Trecho fornecido:
════
Lampreia falava como intelectual orgânico da classe dominante nativa, como falaria e agiria seu sucessor Celso Lafer e como fala agora José Serra.
Com aquela síntese o embaixador, recentemente falecido, exortava-nos à renúncia não só a qualquer política externa tentativamente independente – tradição que o Itamaraty vinha construindo desde Afonso Arinos-San Tiago Dantas –, mas mesmo de renunciar simplesmente a ter política própria, aspirar a algo no concerto das nações. Sem saber, Lampreia antecipava o que seria a não-política externa de seu correligionário José Serra.

O ministro Lampreia, todavia, não estava só, nem foi original em seu discurso dependentista, que vê a dependência não como tragédia a ser removida, mas como fatalismo transformado em momento de regozijo. Antes dele, Vicente Rao, servindo ao governo títere de Café Filho (agosto de 1954/novembro de 1955), declarara, sob os aplausos da grande imprensa brasileira: 

“O Brasil está fadado a ser, por tempo indefinido, um satélite dos Estados Unidos”.

O conflito dependência/independência vem de longe. Evidentemente, não podemos aspirar à autonomia, mesmo condicionada pelo entrecho internacional, ou à independência, à soberania e ao desenvolvimento, ou seja, a um projeto nacional, se aceitamos uma visão de Brasil e de seu lugar no mundo, segundo a qual nosso país “não pode querer ser mais do que é”, pois “o importante é adaptar-se ao mainstream” e “ser convidado para sentar-se à mesa” de discussão, pois, quem sabe, nos servirão as sobras.

Essa visão estreita, conformista, subdesenvolvida é típica do intelectual orgânico do conservadorismo, travestido de modernidade e pragmatismo, portador daquele realismo de interesses que tende a inculcar no povo a ideia de que compor e adaptar-se é mais inteligente (prático, útil, rentável) do que lutar. É assim que as elites colonizadas passam às nossas populações – como científica, objetiva, prática e pragmática, isenta, benéfica e única – a ideologia do dominante.

A política externa brasileira, desde a redemocratização de 1946 até aqui, vem oscilando entre servilismo abjeto e tratativas de independência, estas principalmente a partir dos governos Jânio (1961) e Jango (1961-1964) cujo mais largo período de vigência foi vivido nos 12 anos de governo petista (2003-2015).

Esse período de política benfazeja foi interrompido pelo governo interino e a nomeação de José Serra para o Itamaraty, cuja política, por suas mãos, volta aos padrões dos tempos Collor-FHC, exemplarmente definidos por Chico Buarque de Holanda: “o Brasil que fala grosso com a Bolívia e fino com os EUA”.
════
Trecho dos dados:
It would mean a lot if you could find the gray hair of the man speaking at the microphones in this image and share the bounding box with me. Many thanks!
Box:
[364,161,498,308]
════
Explorar o material:
**A.** Responda, com base no trecho fornecido:
(i) Quem declarou que o Brasil está fadado a ser, por tempo indefinido, um satélite dos Estados Unidos?
(ii) Em que anos se deu o governo petista mencionado?
(iii) Quem definiu os padrões dos tempos Collor-FHC, e com que frase?
**B.** Por favor, dê sequência ao trecho fornecido, sobre a política externa brasileira, a partir da última frase.

Respostas por tarefa:
**A.**
(i) Vicente Rao, servindo ao governo de Café Filho.
(ii) De 2003 a 2015.
(iii) Chico Buarque de Holanda, com a frase "o Brasil que fala grosso com a Bolívia e fino com os EUA".

**B.**
Remontam aos anos 1950 os primeiros movimentos visando à constituição do que nos anos 1960 ficaria grafado como ‘Política Externa Independente’. Se muito de sua formulação doutrinária pode ser atribuído ao Instituto Superior de Estudos Brasileiros-ISEB (1955/1964), Hélio Jaguaribe e outros, a implantação é obra da meteórica presidência Jânio Quadros (1961), levada a cabo pelo seu ministro (MRE) Afonso Arinos, que, com San Tiago Dantas, dar-lhe-ia continuidade no governo João Goulart.

Não se trata, pois, a tratativa de uma política externa independente, de uma ‘invenção ideológica do lulismo’, mas de projeto longamente maturado pela sociedade brasileira.

Essa política, de priorização dos interesses nacionais, é abandonada após o golpe militar de 1964, quando impera a doutrina segundo a qual “o que é bom para os EUA é bom para o Brasil’, nesses termos formulada pelo embaixador do Brasil em Washington, general Juraci Magalhães (1966-1967).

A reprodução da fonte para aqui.